> _Work to complete_
Select each line in the records below that contains the word "above", and copy those lines out.

> _Material for this exercise_
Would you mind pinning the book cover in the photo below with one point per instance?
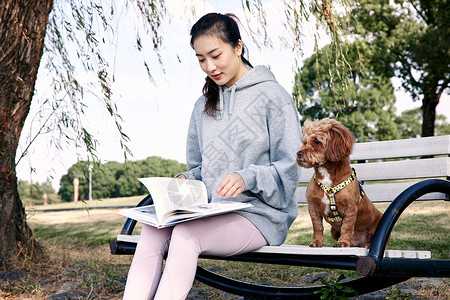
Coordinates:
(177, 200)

--

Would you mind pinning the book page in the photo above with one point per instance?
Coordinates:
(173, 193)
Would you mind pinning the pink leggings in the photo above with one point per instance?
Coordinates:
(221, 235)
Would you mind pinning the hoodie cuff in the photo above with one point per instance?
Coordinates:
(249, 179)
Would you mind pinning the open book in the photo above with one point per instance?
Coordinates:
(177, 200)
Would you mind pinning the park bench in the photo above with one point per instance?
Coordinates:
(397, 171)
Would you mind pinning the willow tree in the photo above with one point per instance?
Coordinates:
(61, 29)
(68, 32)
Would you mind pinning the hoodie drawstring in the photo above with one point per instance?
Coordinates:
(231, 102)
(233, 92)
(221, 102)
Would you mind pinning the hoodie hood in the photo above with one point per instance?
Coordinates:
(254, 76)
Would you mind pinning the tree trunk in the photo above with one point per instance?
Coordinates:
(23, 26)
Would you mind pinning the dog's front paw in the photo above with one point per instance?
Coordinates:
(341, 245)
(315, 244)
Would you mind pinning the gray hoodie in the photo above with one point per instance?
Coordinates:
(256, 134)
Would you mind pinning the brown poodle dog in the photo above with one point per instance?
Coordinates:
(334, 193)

> _Response to the task_
Would you mind pinning the book page in the photo above with one point per instance?
Would you mind pinning the pink leggings in the photo above with one point per instance?
Would you mind pinning the hoodie cuff in the photo above with one point per instance?
Would you mind pinning the open book in the photo above with one point per instance?
Would you mind pinning the park bench in the photo above with one point per instance?
Would you mind pinning the willow tree in the photo above with one point per instance?
Would you mind pinning the hoodie drawstring in the photo above with one point per instance?
Would you mind pinning the hoodie hood in the photo above with one point per instance?
Would you mind pinning the tree trunk in the photo above with one point per instance?
Would you mind pinning the dog's front paw in the photo above with one point per instance?
Would you mind pinning the gray hoodie in the photo above with one point per instance?
Would you mind pinning the brown poodle dog in the photo above with one point per instance?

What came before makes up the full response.